Work item A> List the factors that the market volatility article says investors can blame for the recent swings in their portfolios.
Work item B> Carry on the market volatility article from its final sentence.

Markets remain on edge over next move amid an uneasy calm atmosphere
Investors have their pick of factors to blame for the stomach-churning ride their portfolios took in recent days, from unnerving U.S. jobs data to bursting tech bubbles to the implosion of complex currency bets. But as calm returns, markets remain on edge over what comes next.
The most-watched gauge of investor anxiety is the CBOE Volatility Index, or VIX, and it flashed red in spectacular fashion this week as stock prices plunged.
Known as the “fear gauge,” the VIX tracks market expectations for volatility in S&P 500 stock index. On Monday, as trillions of dollars of global stock market value were wiped out in a matter of hours, the VIX posted its largest-ever intraday jump, spiking to the highest level since the COVID-19 shock in early 2020 and the global financial crisis in 2008.
The index then set another record for how much it fell before the close of markets that day.

Given entries>
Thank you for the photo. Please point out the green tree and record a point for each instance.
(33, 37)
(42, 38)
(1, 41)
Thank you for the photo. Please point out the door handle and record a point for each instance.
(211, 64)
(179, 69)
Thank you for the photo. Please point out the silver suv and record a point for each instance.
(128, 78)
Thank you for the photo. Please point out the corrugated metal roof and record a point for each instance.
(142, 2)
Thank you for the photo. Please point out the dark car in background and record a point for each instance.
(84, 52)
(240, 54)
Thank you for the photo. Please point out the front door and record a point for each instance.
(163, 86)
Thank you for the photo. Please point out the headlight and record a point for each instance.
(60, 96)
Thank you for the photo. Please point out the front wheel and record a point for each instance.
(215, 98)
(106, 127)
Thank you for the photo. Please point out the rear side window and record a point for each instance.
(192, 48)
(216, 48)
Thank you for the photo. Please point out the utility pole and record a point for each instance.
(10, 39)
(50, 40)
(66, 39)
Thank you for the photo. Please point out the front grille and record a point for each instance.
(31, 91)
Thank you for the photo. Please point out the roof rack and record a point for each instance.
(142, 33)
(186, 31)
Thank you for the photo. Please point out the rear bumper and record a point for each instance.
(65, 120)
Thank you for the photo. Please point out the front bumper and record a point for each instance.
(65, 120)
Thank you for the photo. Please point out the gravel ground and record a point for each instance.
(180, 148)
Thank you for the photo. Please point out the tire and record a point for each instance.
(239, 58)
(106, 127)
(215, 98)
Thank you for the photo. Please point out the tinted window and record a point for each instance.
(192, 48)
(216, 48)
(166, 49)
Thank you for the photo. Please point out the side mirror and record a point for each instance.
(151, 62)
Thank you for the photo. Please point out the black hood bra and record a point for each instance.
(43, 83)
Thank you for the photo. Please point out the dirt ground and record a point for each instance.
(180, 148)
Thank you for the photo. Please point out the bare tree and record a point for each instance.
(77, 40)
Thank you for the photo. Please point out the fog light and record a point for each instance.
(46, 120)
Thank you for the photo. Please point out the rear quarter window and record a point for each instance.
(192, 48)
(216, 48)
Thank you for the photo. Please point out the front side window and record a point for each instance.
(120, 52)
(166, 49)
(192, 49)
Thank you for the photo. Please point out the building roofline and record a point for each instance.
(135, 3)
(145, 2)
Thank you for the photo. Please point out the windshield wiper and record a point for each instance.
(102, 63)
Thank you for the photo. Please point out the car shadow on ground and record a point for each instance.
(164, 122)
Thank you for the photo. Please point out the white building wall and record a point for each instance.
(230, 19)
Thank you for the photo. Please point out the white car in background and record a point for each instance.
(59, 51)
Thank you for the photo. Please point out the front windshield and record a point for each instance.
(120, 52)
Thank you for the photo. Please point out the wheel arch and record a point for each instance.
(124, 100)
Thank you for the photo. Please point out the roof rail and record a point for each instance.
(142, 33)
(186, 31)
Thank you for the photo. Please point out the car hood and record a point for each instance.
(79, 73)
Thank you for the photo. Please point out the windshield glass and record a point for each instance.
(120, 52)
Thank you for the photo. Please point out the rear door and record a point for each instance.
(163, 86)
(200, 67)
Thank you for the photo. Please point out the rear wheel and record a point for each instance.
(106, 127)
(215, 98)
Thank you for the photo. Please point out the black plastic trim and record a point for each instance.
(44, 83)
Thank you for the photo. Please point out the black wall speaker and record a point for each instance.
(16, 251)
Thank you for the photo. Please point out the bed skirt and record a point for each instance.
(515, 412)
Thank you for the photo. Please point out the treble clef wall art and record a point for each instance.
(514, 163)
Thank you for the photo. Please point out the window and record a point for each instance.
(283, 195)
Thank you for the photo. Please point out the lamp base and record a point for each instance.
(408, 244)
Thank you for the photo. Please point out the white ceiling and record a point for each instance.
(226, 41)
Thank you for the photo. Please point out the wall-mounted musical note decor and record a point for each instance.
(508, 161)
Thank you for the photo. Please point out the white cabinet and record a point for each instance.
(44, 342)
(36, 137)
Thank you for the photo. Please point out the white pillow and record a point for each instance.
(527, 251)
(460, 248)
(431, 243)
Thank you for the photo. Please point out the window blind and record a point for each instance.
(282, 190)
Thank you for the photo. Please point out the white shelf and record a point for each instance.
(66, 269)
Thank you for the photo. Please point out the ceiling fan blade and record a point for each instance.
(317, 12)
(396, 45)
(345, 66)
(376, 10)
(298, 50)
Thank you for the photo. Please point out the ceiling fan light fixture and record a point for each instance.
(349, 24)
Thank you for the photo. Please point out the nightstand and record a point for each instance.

Answer area A>
- Unnerving U.S. jobs data
- Bursting tech bubbles
- The implosion of complex currency bets

Answer area B>
The whipsaw in volatility was all the more jarring because it followed more than a year of abiding calm in markets. Yet headwinds were building for investors ahead of this week’s rout.
The U.S. job market is slowing, even if there’s limited evidence a recession is imminent. The tech-heavy NASDAQ Composite Index had shed 10 per cent of its value since mid-July. And the Japanese Yen carry trade – in which large investors borrowed money in Japan at low-interest rates to buy riskier assets elsewhere, and which was blamed for much of Monday’s upheaval – was already unwinding after the country’s central bank twice raised rates this year.
Against that backdrop, the VIX index ended Thursday at around 25, roughly where it started the week but double the level it was at a month ago. Stock markets may have clawed back most of their losses from Monday, but for now, uncertainty abounds.